:: Text excerpt

View some elements in the dataset

We can view the image using matplotlib, but we need to change the tensor dimensions to (32,32,3). Let's create a helper function to display an image and its label.

In [ ]:
def show_example(img, label):
    print('Label: ', dataset.classes[label], "("+str(label)+")")
    plt.imshow(img.permute(1, 2, 0))
In [ ]:
img, label = dataset[0]
show_example(img, label)
Label: cattle (19)
Notebook Image
In [ ]:
show_example(*dataset[7500])
Label: rose (70)
Notebook Image

Save and upload our notebook to Jovian

In [ ]:
!pip install jovian --upgrade -q
In [ ]:
import jovian
In [ ]:
jovian.commit(project=project_name)
[jovian] Detected Colab notebook... [jovian] Please enter your API key ( from https://jovian.ai/ ): API KEY: ·········· [jovian] Uploading colab notebook to Jovian... [jovian] Capturing environment.. [jovian] Committed successfully! https://jovian.ai/tessdja/image-classification-project-2021

Prepare the Data for Training

In [ ]:
random_seed = 43
torch.manual_seed(random_seed);
Use random_split method to create the training and validation sets
In [ ]:
val_size = 10000
train_size = len(dataset) - val_size

train_ds, val_ds = random_split(dataset, [train_size, val_size])
print('total images in our training set: ', len(train_ds))
print('total images in our validation set: ', len(val_ds))
total images in our training set: 40000 total images in our validation set: 10000

The jovian library also provides a simple API for recording important parameters related to the dataset, model training, results etc. for easy reference and comparison between multiple experiments. Let's record dataset_url, val_pct and rand_seed using jovian.log_dataset.

In [ ]:
# from torchvision.datasets import CIFAR100
dataset_url = 'https://www.cs.toronto.edu/~kriz/cifar.html'
jovian.log_dataset(dataset_url=dataset_url, val_size=val_size, random_seed=random_seed)
[jovian] Dataset logged.
Define the data loaders for training and validation, to load the data in batches
In [ ]:
batch_size=128
In [ ]:
train_dl = DataLoader(train_ds, 
                      batch_size, 
                      shuffle=True, 
                      num_workers=4, 
                      pin_memory=True)

val_dl = DataLoader(val_ds, 
                    batch_size,       # note lesson on feedforward has the *2
                    num_workers=4, 
                    pin_memory=True)

::::
:: Material

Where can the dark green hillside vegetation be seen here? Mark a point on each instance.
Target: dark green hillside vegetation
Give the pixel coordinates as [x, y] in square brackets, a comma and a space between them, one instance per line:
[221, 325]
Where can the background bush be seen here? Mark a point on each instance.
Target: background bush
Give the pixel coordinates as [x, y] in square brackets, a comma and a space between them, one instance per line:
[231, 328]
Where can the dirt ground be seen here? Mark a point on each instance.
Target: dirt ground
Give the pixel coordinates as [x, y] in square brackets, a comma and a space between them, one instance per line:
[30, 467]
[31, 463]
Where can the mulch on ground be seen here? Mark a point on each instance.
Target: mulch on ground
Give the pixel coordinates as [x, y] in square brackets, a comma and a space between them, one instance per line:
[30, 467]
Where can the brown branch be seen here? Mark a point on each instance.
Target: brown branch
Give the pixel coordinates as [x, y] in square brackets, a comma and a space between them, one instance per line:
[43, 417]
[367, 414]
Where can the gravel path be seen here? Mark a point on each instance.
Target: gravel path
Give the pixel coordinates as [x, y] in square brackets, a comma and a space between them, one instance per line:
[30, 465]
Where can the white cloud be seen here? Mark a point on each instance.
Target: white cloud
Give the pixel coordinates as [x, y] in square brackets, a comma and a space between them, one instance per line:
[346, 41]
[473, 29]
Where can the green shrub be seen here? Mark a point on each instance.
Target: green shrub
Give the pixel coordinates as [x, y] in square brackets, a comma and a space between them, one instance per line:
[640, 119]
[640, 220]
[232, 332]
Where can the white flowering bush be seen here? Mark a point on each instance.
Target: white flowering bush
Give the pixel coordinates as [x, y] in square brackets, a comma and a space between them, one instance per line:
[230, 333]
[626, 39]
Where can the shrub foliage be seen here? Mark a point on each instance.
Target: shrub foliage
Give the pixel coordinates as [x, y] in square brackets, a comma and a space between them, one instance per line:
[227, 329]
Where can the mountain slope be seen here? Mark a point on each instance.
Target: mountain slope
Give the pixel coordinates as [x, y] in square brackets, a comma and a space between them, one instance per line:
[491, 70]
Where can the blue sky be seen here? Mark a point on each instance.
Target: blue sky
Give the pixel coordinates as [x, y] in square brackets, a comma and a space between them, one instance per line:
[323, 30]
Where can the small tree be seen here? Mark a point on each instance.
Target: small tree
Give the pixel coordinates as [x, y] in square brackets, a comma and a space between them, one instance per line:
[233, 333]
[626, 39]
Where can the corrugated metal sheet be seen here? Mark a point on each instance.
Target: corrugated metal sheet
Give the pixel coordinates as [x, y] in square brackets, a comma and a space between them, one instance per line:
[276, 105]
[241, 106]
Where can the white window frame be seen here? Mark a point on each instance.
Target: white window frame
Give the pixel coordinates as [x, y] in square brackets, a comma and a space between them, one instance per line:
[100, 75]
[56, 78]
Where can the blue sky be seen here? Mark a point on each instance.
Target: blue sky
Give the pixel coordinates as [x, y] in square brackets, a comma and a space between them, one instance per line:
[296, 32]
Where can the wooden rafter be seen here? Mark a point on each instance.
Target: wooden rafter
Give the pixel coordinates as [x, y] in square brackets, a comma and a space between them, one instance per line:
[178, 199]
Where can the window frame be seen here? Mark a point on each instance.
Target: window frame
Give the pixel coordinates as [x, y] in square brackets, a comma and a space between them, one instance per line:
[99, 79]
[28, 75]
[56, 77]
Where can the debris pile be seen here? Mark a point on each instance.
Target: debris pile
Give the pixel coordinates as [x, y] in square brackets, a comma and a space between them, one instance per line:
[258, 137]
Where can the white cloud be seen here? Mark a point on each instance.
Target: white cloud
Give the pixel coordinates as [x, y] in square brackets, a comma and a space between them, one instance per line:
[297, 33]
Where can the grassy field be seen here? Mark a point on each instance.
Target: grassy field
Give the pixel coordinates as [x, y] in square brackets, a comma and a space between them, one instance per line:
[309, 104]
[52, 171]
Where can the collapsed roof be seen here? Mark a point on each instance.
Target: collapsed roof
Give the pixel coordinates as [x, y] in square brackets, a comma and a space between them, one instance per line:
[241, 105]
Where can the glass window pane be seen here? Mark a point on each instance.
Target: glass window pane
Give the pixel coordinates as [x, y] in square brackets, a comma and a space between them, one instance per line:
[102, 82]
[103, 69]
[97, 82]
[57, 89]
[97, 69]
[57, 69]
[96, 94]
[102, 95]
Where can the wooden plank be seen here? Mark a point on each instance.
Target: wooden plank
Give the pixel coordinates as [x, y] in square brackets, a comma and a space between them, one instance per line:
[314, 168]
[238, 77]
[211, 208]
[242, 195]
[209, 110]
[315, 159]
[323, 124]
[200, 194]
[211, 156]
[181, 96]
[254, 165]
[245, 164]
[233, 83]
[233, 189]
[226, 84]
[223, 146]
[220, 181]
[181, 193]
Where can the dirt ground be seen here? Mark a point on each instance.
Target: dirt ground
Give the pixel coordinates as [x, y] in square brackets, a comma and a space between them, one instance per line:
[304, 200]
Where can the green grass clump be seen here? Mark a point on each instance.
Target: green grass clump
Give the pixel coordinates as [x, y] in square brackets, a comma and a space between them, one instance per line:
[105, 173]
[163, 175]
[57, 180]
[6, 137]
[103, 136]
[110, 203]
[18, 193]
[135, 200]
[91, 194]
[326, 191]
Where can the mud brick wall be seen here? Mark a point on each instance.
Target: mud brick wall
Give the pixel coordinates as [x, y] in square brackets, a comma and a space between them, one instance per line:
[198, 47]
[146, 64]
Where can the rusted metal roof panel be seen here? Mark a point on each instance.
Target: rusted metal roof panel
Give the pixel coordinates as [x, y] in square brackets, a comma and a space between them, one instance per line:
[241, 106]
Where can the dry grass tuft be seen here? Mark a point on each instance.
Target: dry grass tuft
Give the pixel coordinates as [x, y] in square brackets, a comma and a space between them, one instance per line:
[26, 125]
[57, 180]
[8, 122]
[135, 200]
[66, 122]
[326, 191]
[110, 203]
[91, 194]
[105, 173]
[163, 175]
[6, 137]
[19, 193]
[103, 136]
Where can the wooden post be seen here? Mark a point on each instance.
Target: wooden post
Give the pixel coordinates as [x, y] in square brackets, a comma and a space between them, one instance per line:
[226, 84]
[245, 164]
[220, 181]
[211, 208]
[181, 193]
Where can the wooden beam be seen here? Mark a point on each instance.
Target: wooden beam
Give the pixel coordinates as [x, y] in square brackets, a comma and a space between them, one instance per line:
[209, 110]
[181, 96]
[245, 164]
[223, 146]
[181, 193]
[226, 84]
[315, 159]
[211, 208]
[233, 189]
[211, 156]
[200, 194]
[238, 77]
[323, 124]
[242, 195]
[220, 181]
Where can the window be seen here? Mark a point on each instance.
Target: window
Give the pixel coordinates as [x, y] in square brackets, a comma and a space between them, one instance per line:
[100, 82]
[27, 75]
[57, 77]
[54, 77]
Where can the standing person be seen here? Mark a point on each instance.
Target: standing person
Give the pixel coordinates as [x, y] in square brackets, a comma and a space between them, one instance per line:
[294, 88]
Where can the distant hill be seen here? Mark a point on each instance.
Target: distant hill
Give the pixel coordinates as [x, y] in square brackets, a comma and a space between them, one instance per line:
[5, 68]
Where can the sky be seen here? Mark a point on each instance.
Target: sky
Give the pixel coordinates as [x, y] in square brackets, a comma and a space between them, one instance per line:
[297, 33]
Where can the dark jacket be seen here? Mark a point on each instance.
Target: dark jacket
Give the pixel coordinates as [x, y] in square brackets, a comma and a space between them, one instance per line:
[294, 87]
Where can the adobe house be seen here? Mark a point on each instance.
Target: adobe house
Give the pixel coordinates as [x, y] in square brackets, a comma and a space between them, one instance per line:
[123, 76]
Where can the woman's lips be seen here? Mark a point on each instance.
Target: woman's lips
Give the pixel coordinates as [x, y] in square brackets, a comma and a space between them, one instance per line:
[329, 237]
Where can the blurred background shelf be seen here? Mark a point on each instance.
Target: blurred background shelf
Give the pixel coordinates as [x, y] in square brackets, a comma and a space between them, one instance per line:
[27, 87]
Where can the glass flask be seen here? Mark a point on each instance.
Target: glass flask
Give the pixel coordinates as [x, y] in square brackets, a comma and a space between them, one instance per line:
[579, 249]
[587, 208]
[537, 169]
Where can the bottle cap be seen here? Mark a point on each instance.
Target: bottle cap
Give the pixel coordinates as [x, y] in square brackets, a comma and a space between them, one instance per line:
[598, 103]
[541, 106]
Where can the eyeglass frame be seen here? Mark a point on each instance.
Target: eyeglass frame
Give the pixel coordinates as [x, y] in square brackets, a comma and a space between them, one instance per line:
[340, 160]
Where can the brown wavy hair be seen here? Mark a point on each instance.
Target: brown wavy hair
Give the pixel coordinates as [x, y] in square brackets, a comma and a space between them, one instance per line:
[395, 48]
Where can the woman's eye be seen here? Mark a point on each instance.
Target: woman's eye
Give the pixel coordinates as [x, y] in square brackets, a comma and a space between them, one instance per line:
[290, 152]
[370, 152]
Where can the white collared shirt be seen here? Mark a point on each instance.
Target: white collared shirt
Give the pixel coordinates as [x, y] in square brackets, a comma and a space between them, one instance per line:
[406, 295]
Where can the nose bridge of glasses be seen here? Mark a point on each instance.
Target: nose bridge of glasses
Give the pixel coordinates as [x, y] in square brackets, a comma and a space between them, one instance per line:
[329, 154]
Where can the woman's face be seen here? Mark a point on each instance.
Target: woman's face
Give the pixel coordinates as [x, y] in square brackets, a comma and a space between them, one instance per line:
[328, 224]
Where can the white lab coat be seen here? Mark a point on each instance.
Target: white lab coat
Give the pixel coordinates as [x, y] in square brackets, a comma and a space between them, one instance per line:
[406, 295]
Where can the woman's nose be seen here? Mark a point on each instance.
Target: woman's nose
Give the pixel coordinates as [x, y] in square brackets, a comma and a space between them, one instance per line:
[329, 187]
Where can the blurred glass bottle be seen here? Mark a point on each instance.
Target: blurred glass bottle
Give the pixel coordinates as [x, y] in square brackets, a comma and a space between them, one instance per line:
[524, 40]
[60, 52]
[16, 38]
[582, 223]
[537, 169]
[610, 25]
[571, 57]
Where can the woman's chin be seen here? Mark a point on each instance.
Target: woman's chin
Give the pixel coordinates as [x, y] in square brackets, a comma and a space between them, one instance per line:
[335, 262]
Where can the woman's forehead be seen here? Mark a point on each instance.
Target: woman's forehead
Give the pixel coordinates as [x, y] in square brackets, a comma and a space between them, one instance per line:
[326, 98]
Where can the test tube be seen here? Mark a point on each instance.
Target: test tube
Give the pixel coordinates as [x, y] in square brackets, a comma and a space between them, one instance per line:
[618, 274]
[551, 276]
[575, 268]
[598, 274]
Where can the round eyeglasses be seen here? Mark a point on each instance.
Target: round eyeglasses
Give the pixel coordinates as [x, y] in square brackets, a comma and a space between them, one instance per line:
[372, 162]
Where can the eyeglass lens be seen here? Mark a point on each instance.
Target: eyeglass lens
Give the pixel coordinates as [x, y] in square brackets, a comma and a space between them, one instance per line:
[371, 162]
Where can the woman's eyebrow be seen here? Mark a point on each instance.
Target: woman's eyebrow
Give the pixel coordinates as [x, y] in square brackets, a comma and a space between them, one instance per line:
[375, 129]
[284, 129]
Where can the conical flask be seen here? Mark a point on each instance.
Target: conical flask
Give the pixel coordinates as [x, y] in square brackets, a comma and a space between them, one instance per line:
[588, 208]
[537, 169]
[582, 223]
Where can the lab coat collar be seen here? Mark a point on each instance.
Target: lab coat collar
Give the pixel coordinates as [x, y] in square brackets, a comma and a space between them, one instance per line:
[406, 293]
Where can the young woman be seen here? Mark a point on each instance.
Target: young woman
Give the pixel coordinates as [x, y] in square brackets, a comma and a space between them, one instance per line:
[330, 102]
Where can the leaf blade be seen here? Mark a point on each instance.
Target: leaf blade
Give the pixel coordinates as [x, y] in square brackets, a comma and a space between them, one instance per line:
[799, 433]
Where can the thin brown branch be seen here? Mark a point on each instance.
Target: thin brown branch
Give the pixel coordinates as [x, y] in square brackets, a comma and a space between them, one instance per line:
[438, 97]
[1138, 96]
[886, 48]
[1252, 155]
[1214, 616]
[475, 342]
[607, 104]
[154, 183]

::::

Written request
Continue the image classification notebook from the point where it stops. The material is not needed here.

Task response
test_dl = DataLoader(test_ds, 
                    batch_size,      # note lesson on feedforward has *2 batch_size
                    num_workers=4, 
                    pin_memory=True)

Visualize a batch of data using the make_grid helper from Torchvision

In [ ]:
from torchvision.utils import make_grid

def show_batch(dl):
    for images, labels in dl:
        fig, ax = plt.subplots(figsize=(12, 6))
        ax.set_xticks([]) 
        ax.set_yticks([])
        ax.imshow(make_grid(images, nrow=16).permute(1, 2, 0))
        break
In [ ]:
show_batch(train_dl)
Notebook Image
In [ ]:
jovian.commit(project=project_name, environment=None)
[jovian] Detected Colab notebook... [jovian] Uploading colab notebook to Jovian... [jovian] Attaching records (metrics, hyperparameters, dataset etc.) [jovian] Committed successfully! https://jovian.ai/tessdja/image-classification-project-2021

Settings: Device and DeviceDataLoaders

To seamlessly use a GPU, if one is available, we define a couple of helper functions (get_default_device & to_device) and a helper class DeviceDataLoader to move our model & data to the GPU as required.

In [ ]:
def get_default_device():
    """Pick GPU if available, else CPU"""
    if torch.cuda.is_available():
        return torch.device('cuda')
    else:
        return torch.device('cpu')
    
def to_device(data, device):
    """Move tensor(s) to chosen device"""
    if isinstance(data, (list,tuple)):
        return [to_device(x, device) for x in data]
    return data.to(device, non_blocking=True)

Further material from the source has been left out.